---------- DATA FOR THE TASK ----------

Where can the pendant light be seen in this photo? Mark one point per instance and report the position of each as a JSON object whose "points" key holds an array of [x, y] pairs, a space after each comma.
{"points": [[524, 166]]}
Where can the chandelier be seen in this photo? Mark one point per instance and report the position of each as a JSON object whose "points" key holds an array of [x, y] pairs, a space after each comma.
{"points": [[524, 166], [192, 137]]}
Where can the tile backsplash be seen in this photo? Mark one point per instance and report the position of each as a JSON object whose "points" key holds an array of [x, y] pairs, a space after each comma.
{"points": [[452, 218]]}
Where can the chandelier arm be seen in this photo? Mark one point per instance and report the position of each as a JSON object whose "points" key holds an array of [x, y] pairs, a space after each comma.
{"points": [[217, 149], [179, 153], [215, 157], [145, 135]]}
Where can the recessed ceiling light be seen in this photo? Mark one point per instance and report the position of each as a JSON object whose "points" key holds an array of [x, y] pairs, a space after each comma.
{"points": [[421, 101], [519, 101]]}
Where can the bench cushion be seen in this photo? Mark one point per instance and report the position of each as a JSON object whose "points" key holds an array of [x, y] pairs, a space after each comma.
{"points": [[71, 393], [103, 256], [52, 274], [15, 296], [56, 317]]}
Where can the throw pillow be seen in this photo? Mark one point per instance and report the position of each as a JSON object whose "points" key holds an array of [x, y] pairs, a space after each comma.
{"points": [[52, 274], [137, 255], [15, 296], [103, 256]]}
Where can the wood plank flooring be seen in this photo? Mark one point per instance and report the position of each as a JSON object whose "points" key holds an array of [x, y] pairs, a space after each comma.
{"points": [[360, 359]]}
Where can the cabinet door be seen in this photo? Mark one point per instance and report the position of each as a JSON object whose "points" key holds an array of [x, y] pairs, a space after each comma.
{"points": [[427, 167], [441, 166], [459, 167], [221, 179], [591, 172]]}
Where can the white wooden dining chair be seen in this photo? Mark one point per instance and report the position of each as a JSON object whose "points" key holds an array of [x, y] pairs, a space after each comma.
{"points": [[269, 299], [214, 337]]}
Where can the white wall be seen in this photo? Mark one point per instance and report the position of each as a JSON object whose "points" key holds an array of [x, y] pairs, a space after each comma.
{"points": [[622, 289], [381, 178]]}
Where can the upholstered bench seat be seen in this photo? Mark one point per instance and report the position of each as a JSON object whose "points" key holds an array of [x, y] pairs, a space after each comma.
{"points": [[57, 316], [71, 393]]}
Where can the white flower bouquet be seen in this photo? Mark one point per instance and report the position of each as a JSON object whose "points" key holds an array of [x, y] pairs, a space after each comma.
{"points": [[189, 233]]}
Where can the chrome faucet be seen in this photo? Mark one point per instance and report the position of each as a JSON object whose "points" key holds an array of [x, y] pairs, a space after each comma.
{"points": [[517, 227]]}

----------

- _DO THIS_:
Copy the material above word for word, keeping every line as it is.

- _FULL ANSWER_:
Where can the pendant light be seen in this photo? Mark one point per instance and report the position of each as a JSON object whose "points" key holds an array of [x, y] pairs, a space after each comma.
{"points": [[524, 166]]}
Where can the chandelier be seen in this photo? Mark one point per instance and report the position of each as a JSON object whose "points" key holds an array of [x, y] pairs, a space after each comma.
{"points": [[524, 166], [192, 137]]}
Where can the tile backsplash be seen in this photo? Mark one point per instance and report the position of each as a JSON object whose "points" key holds an array of [x, y] pairs, a space after each comma.
{"points": [[452, 218]]}
Where can the chandelier arm be seen in this photo? Mark one point per instance and report the position of each as a JSON object whose "points" key holds an array of [x, y] pairs, a space after each comma.
{"points": [[217, 149], [179, 153], [215, 157], [145, 135]]}
Where can the recessed ceiling light be seen in this photo? Mark one point per instance and report the position of each as a JSON object whose "points" key holds an array of [x, y] pairs, a space after each comma.
{"points": [[421, 101], [519, 101]]}
Where can the bench cushion be seen in this photo? Mark one point per instance and report the position of each as a JSON object whose "points" key holds an array of [x, y] pairs, a space after each comma.
{"points": [[71, 393], [103, 256], [52, 274], [15, 296], [56, 317]]}
Where can the throw pillow be seen in this photo? Mark one point per instance and report the position of each as a JSON object whose "points" key holds an array of [x, y] pairs, a space after each comma.
{"points": [[52, 274], [137, 255], [15, 296], [103, 256]]}
Where can the wood plank flooring be seen in this photo? Mark one point per instance and report the position of each as a JSON object whose "points" key holds an array of [x, y] pairs, a space after each comma.
{"points": [[360, 359]]}
Where can the cabinet door be seen in this photo? Mark one point per instance and report the position of each as a JSON object whose "points" key holds an array of [x, y] pairs, a space after each comma.
{"points": [[427, 167], [441, 166], [459, 167], [221, 179], [591, 172]]}
Where can the white wooden dining chair be seen in this photo? Mark one point per instance and report the position of each as a JSON object whose "points" key holds an array of [x, y] pairs, a space after each comma.
{"points": [[269, 299], [214, 337]]}
Where can the white wall be seen in this photo? Mark one point per instance and report the position of each as a JSON object whose "points" key holds an array of [x, y] pairs, a space after each comma.
{"points": [[622, 289], [381, 178]]}
Where can the upholstered bench seat be seen in this photo? Mark one point per instance and report the position of each as a JSON object whose "points" key holds an array of [x, y] pairs, a space after each comma.
{"points": [[57, 316], [71, 393]]}
Where can the white flower bouquet be seen in this photo? Mark one point per instance and report the position of each as a JSON object whose "points" key holds an array of [x, y] pairs, a space after each comma.
{"points": [[189, 233]]}
Where can the chrome faucet be seen in this photo? Mark one point per instance and report the position of each as a JSON object whose "points" key holds an array of [x, y] pairs, a space after each comma.
{"points": [[517, 227]]}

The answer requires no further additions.